── Exercise input

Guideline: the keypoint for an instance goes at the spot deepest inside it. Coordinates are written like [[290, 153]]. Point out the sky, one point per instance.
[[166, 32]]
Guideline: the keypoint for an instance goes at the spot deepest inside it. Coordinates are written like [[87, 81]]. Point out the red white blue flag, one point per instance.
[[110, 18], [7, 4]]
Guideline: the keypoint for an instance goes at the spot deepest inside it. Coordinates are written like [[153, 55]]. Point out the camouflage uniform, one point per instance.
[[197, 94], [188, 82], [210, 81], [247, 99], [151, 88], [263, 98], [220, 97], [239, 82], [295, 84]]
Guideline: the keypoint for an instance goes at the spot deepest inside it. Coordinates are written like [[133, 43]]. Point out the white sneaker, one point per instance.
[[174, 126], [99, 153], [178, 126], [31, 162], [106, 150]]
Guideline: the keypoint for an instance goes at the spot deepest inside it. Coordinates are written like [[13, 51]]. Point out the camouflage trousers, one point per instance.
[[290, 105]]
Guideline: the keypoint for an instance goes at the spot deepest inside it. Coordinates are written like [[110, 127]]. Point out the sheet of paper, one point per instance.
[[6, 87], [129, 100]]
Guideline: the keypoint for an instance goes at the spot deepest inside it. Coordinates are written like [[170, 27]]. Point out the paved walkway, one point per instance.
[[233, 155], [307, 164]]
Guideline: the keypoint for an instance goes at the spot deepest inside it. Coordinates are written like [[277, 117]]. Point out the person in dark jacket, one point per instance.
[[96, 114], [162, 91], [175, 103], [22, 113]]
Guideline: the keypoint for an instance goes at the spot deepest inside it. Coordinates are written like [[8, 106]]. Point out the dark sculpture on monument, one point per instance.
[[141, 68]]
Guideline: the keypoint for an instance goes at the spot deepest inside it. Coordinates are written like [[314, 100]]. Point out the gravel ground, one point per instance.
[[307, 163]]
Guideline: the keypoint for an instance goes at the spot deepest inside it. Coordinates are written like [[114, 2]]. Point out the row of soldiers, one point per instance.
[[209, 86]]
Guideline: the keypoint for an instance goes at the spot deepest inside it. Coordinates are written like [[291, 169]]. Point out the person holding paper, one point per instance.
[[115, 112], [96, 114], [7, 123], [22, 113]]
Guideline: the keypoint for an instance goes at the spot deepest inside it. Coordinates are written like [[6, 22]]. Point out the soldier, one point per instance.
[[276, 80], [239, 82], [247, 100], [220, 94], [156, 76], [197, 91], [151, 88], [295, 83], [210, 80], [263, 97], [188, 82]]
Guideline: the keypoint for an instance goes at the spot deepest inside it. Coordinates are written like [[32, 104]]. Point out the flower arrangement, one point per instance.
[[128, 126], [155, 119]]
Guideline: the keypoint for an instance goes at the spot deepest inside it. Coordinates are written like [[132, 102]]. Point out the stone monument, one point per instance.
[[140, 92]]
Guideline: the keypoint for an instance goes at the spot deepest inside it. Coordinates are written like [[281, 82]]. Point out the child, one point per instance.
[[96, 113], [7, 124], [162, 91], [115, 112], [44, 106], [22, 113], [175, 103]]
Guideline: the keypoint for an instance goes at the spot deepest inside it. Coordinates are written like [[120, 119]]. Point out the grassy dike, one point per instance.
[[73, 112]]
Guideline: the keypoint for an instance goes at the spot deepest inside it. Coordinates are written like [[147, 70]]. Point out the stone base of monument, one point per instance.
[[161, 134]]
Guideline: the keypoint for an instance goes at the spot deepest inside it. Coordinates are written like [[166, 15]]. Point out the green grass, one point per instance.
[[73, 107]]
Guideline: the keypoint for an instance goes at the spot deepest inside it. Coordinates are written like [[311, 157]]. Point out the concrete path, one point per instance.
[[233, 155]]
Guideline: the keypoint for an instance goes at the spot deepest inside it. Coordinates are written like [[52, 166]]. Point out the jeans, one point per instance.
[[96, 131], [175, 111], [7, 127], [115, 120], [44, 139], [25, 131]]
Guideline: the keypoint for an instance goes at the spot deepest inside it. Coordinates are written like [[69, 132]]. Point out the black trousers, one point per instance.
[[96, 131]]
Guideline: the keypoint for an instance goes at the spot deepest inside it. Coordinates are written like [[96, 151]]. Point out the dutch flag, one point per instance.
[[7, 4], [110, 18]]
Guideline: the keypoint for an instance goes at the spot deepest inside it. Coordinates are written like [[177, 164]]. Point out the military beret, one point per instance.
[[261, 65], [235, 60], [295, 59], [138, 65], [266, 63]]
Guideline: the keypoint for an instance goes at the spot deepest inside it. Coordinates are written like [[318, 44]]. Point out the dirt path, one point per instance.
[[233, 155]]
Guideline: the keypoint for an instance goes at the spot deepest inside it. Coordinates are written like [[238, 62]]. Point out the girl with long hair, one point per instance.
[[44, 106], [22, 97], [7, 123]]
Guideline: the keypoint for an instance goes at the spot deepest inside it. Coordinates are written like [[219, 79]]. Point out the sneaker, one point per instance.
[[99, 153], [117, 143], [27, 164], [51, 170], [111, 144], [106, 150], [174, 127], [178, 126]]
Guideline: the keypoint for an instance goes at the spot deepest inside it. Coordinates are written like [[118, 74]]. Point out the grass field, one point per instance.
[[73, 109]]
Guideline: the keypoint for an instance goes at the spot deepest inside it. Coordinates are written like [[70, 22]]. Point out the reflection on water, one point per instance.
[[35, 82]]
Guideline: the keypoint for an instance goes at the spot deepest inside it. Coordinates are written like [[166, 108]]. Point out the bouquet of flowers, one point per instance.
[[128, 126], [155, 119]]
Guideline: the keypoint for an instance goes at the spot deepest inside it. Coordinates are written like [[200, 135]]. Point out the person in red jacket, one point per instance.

────

What is needed: Exact copies of all the records are required.

Output of the exercise:
Guideline: the keypoint for an instance goes at the spot deepest inside it. Coordinates are written like [[290, 153]]. Point out the sky, one point per instance.
[[166, 32]]
Guideline: the keypoint for an instance goes at the spot deepest inside it. Coordinates are written like [[87, 81]]. Point out the red white blue flag, one point per instance.
[[110, 18], [7, 4]]
Guideline: the keypoint for an instance goes at the spot deepest inside it. Coordinates are written like [[153, 55]]. Point out the camouflage uniform, one point per instance.
[[197, 94], [188, 82], [210, 81], [247, 99], [151, 88], [263, 98], [220, 97], [239, 82], [295, 84]]
Guideline: the keypoint for an instance goes at the spot deepest inside it. Coordinates are written like [[133, 43]]. Point out the white sneaker, one point per instance.
[[174, 126], [99, 153], [178, 126], [31, 162], [106, 150]]
Guideline: the keypoint for an instance goes at the spot deepest inside it. Coordinates are written like [[13, 51]]. Point out the camouflage trousers, one point per instance.
[[290, 105]]
Guideline: the keypoint for an instance goes at the spot deepest inside it. Coordinates are written like [[110, 127]]. Point out the sheet of paper, one point per instance.
[[6, 87], [129, 100]]
Guideline: the keypoint for an instance goes at the spot deepest inside it. Coordinates are written like [[170, 27]]. Point out the paved walkway, one point per instance.
[[233, 155], [307, 164]]
Guideline: the keypoint for an instance goes at the spot deepest inside it. Coordinates are written like [[277, 117]]. Point out the person in dark jacket, one point per instance.
[[96, 114], [162, 91], [175, 103], [22, 113]]
Guideline: the keypoint for an instance goes at the spot deepest inside it. Coordinates are written like [[8, 106]]. Point out the dark sculpture on monument, one point per instance.
[[141, 68]]
Guideline: the keypoint for an instance goes at the spot deepest inside it. Coordinates are written like [[314, 100]]. Point out the gravel ground, one point per instance.
[[307, 163]]
Guideline: the keypoint for an instance goes at the spot deepest inside it. Coordinates are written like [[114, 2]]. Point out the row of soldiers, one point per instance.
[[209, 86]]
Guideline: the keypoint for an instance goes at the spot deepest inside it. Coordinates are written like [[291, 169]]. Point out the person holding paper, one point per instance.
[[115, 112], [96, 114], [7, 123], [22, 113]]
Guideline: the keypoint for an instance goes at the spot deepest inside it. Coordinates are written like [[6, 22]]. Point out the soldier, one point per instance.
[[276, 80], [239, 82], [247, 100], [220, 94], [156, 76], [197, 91], [151, 88], [295, 83], [210, 80], [263, 97], [188, 82]]
Guideline: the keypoint for an instance goes at the spot deepest inside it. Coordinates are written like [[32, 104]]. Point out the flower arrangement, one point per instance.
[[128, 126], [155, 119]]
Guideline: the keypoint for an instance goes at the spot deepest inside it. Coordinates are written like [[132, 102]]. Point out the stone monument, one point per instance.
[[140, 92]]
Guideline: the keypoint for an instance goes at the spot deepest inside it. Coordinates are written like [[281, 82]]. Point out the child, one point per instance.
[[96, 113], [7, 124], [162, 91], [115, 112], [44, 106], [22, 113], [175, 103]]
Guideline: the keypoint for an instance goes at the spot deepest inside it. Coordinates are written like [[120, 119]]. Point out the grassy dike, one point per instance.
[[73, 112]]
Guideline: the keypoint for an instance goes at the spot deepest inside it. Coordinates are written like [[147, 70]]. Point out the stone base of monument, one point per instance.
[[161, 134]]
Guideline: the keypoint for an instance goes at the spot deepest inside it. Coordinates are written like [[166, 15]]. Point out the green grass, one point per instance.
[[73, 107]]
Guideline: the keypoint for an instance goes at the spot deepest inside it. Coordinates are written like [[311, 157]]. Point out the concrete path, one point per instance.
[[233, 155]]
Guideline: the keypoint for an instance goes at the spot deepest inside it. Coordinates are written like [[52, 166]]. Point out the jeans, one point per instance.
[[96, 131], [175, 111], [7, 127], [115, 120], [44, 139], [25, 131]]
Guideline: the keypoint for an instance goes at the spot deepest inside it. Coordinates are written like [[69, 132]]. Point out the black trousers, one point per instance.
[[96, 131]]
Guideline: the keypoint for an instance goes at the spot deepest inside it. Coordinates are written like [[96, 151]]. Point out the dutch flag, one point per instance.
[[7, 4], [110, 18]]
Guideline: the keypoint for an instance goes at the spot deepest inside it. Coordinates are written like [[177, 164]]. Point out the military beret, one point per instance.
[[261, 65], [235, 60], [295, 59], [138, 65], [266, 63]]
Guideline: the keypoint for an instance goes at the spot deepest inside it. Coordinates are written like [[318, 44]]. Point out the dirt path, one point per instance.
[[233, 155]]
Guideline: the keypoint for an instance goes at the spot deepest inside it. Coordinates are written like [[238, 62]]. Point out the girl with long hair, one point per instance.
[[44, 106], [22, 97], [7, 123]]
Guideline: the keypoint for an instance goes at the spot deepest inside it. Coordinates are written like [[219, 79]]. Point out the sneaker, one point per instance.
[[99, 153], [117, 143], [27, 164], [51, 170], [111, 144], [106, 150], [174, 127], [178, 126]]
Guideline: the keypoint for an instance goes at the spot deepest inside it. Coordinates are written like [[118, 74]]. Point out the grass field, one point per instance.
[[73, 109]]
Guideline: the keypoint for an instance goes at the spot deepest inside it. Coordinates are written like [[70, 22]]. Point out the reflection on water, one point per instance.
[[35, 82]]
Guideline: the keypoint for an instance goes at the spot deepest inside it. Coordinates are written like [[166, 108]]. Point out the bouquet of flowers, one point per instance.
[[128, 126], [155, 119]]
Guideline: the keypoint for an instance goes at the spot deepest inside it. Coordinates are written like [[200, 135]]. Point out the person in red jacket, one point per instance.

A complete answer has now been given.